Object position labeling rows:
....................
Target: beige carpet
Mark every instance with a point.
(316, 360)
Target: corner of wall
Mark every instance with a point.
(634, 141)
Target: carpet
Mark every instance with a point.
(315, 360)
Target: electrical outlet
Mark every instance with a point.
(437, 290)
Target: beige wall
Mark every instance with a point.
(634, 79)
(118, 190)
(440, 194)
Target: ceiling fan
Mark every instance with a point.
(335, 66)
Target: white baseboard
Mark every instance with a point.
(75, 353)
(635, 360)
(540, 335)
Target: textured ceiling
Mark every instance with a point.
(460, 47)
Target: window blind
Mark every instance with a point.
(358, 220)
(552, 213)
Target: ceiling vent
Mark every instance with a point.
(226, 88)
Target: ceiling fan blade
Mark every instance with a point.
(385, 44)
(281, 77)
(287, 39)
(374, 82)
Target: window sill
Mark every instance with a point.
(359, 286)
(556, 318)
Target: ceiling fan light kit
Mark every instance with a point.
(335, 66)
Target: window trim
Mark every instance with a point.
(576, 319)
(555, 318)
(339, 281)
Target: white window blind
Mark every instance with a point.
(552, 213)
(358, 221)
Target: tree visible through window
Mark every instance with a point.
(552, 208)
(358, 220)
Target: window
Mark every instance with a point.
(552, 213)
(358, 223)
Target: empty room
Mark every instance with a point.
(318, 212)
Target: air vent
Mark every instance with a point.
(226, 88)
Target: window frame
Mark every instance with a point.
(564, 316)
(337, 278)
....................
Work instructions: Put the rows from the line containing "Target: air vent" through the final row into a JSON list of strings, one string per line, with both ends included and blank lines skipped.

Solution to this exercise:
[
  "Target: air vent",
  "Mark every instance with a point.",
  "(226, 88)",
  "Target: window frame",
  "Mark every instance with a point.",
  "(564, 316)",
  "(337, 278)"
]